### EXERCISE
Your response should consist of the entries below, written out exactly.
(SOURCE MATERIAL)
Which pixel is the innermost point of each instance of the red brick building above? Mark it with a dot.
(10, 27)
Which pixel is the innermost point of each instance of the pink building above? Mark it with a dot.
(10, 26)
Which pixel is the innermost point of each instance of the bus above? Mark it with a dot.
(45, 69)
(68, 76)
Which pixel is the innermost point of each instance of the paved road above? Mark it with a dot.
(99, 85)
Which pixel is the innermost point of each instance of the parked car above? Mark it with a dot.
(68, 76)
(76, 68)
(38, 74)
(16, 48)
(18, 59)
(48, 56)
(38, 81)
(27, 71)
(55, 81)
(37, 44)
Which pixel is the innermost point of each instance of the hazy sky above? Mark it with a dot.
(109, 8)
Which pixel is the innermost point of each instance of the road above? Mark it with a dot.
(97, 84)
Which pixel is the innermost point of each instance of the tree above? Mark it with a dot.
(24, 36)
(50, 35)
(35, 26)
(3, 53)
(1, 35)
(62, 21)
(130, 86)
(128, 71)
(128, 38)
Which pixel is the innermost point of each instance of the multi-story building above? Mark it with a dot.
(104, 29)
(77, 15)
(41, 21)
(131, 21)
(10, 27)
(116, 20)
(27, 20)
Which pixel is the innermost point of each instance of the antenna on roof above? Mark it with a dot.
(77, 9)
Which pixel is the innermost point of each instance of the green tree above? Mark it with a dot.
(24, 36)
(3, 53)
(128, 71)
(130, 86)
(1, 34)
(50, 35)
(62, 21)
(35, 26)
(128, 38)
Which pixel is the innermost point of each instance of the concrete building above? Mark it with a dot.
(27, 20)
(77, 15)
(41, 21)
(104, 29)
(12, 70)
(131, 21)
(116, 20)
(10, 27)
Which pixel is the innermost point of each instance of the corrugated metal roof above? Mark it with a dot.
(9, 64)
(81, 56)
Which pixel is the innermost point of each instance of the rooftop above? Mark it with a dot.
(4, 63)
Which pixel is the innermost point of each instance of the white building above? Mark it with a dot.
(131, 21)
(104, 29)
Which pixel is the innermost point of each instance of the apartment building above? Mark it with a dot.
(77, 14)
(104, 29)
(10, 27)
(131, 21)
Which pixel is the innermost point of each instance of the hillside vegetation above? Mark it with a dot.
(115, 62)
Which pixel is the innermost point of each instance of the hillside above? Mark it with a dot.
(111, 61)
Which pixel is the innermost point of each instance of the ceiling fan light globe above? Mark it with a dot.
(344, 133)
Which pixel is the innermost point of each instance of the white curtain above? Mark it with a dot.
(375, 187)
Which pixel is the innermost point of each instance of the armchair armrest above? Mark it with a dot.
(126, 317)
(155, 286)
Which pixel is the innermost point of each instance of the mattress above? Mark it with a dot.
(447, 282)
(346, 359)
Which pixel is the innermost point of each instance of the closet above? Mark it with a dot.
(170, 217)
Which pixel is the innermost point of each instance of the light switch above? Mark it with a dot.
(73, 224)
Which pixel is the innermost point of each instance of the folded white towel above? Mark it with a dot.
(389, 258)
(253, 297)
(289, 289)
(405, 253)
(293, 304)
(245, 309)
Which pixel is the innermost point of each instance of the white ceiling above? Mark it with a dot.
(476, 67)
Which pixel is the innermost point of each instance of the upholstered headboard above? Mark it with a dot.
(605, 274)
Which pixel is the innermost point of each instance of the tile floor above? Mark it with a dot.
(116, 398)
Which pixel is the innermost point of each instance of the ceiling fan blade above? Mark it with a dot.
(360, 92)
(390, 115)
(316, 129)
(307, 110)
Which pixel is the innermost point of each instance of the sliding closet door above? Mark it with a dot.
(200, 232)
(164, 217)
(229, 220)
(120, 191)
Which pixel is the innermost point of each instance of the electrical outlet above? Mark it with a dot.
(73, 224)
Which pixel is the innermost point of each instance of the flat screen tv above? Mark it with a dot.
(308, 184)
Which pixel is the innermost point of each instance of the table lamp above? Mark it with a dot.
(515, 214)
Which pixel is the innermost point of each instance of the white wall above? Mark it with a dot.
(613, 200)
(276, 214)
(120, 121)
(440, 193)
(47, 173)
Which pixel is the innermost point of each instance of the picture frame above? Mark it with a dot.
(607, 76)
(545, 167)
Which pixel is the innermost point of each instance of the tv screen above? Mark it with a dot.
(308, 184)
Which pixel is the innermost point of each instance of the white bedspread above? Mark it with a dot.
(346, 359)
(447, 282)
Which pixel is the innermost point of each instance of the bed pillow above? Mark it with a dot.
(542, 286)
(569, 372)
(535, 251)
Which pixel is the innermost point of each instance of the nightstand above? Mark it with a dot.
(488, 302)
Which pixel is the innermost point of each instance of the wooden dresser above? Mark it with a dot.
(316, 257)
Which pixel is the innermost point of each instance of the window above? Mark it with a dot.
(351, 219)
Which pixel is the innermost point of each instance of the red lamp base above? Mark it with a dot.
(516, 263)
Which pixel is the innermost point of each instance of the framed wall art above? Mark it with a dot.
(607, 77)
(End SOURCE MATERIAL)
### SOLUTION BELOW
Which pixel is the innermost point of each instance of the red brick building above? Mark it with a dot.
(10, 27)
Which pixel is the innermost point of each instance of the pink building above? Mark it with a dot.
(10, 26)
Which pixel is the innermost point of each instance of the bus above? Mark it with a dot.
(45, 69)
(68, 76)
Which pixel is the innermost point of each instance of the paved road above? Mark it with a dot.
(99, 85)
Which pixel is the innermost point of each instance of the parked car above? Mark it with a dot.
(68, 76)
(76, 68)
(38, 74)
(16, 48)
(18, 59)
(48, 56)
(38, 81)
(27, 71)
(55, 81)
(37, 44)
Which pixel is the innermost point of each instance of the hazy sky above? Mark it with a dot.
(109, 8)
Which pixel is the innermost point of each instance of the road above? Mark it with a dot.
(97, 84)
Which pixel is the innermost point of each instance of the tree above? Mark it with a dot.
(24, 36)
(50, 35)
(35, 26)
(3, 53)
(1, 35)
(62, 21)
(130, 86)
(128, 71)
(128, 38)
Which pixel is the innermost point of each instance of the multi-story building above? Mark it with a dot.
(104, 29)
(77, 15)
(41, 21)
(131, 21)
(10, 27)
(116, 20)
(27, 20)
Which pixel is the innermost point of each instance of the antenna on roof above? Mark it with a dot.
(77, 9)
Which pixel is the innermost point of each instance of the green tree above? Mark it with a dot.
(24, 36)
(3, 53)
(128, 71)
(130, 86)
(1, 34)
(50, 35)
(62, 21)
(35, 26)
(128, 38)
Which pixel is the innermost point of each instance of the concrete building above? Mark it with a dot.
(27, 20)
(77, 15)
(41, 21)
(104, 29)
(12, 70)
(131, 21)
(116, 20)
(10, 27)
Which pixel is the innermost point of each instance of the corrugated metal roof above? Mark it with a dot.
(9, 64)
(81, 56)
Which pixel is the innermost point of each instance of the rooftop above? Mark it with a dot.
(4, 63)
Which pixel is the innermost point of each instance of the white building above? Mark it with a dot.
(131, 21)
(104, 29)
Which pixel is the innermost point of each instance of the apartment building above? Mark it with a dot.
(77, 14)
(104, 29)
(10, 27)
(131, 21)
Which pixel is the innermost point of each instance of the hillside vegetation above? Mark it with a dot.
(115, 62)
Which pixel is the innermost point of each instance of the hillside above? Mark it with a dot.
(111, 61)
Which pixel is the innermost point of each instance of the ceiling fan light globe above? Mark it with a dot.
(344, 133)
Which pixel is the innermost point of each instance of the white curtain above? Mark it with a dot.
(375, 187)
Which pixel is the innermost point of each instance of the armchair armrest above? Mark it with a dot.
(126, 317)
(155, 286)
Which pixel is the innermost point of each instance of the mattress above? Mark it with a dot.
(447, 282)
(346, 359)
Which pixel is the innermost point of each instance of the closet above? Mark it with a dot.
(170, 217)
Which pixel is the innermost point of each instance of the light switch above? Mark it with a dot.
(73, 224)
Which pixel is the innermost point of each instance of the folded white towel above? Mark it with a dot.
(389, 258)
(253, 297)
(289, 289)
(405, 253)
(293, 304)
(245, 309)
Which pixel is the innermost point of each instance of the white ceiling above? Mark it with a dot.
(476, 67)
Which pixel is the innermost point of each instance of the upholstered headboard above? Mark it with a dot.
(605, 274)
Which pixel is the innermost point of each instance of the tile floor above? Mark it with a dot.
(116, 398)
Which pixel is the innermost point of each instance of the ceiling fan blade above? Mark it with a dot.
(360, 92)
(390, 115)
(316, 129)
(307, 110)
Which pixel is the innermost point of each instance of the sliding closet door above? Mark it with a dot.
(200, 232)
(164, 217)
(229, 220)
(120, 191)
Which pixel is the innermost point of each instance of the electrical outlet above? Mark it with a dot.
(73, 224)
Which pixel is the innermost point of each instance of the flat screen tv above? Mark it with a dot.
(308, 184)
Which pixel is the innermost point of each instance of the table lamp above? Mark it with a dot.
(515, 214)
Which pixel is the innermost point of each instance of the white wall above? Mark it with a dot.
(613, 200)
(276, 214)
(120, 121)
(440, 193)
(47, 173)
Which pixel is the innermost point of each instance of the picture frame above? Mark it with a dot.
(607, 76)
(545, 167)
Which pixel is the innermost point of each instance of the tv screen above? Mark it with a dot.
(308, 184)
Which pixel is the innermost point of each instance of the white bedspread above? Mark it with a dot.
(346, 359)
(447, 282)
Which pixel is the innermost point of each instance of the bed pillow above? Mark it with a dot.
(542, 286)
(569, 372)
(535, 251)
Which pixel is the innermost point of each instance of the nightstand above? Mark it with a dot.
(488, 302)
Which pixel is the innermost point of each instance of the wooden dresser above? Mark it with a dot.
(316, 257)
Which pixel is the innermost point of each instance of the window above? Mark it with a dot.
(351, 219)
Which pixel is the innermost point of each instance of the red lamp base above? Mark it with a dot.
(516, 263)
Which pixel is the innermost point of each instance of the framed wall art above? Mark it with a dot.
(607, 77)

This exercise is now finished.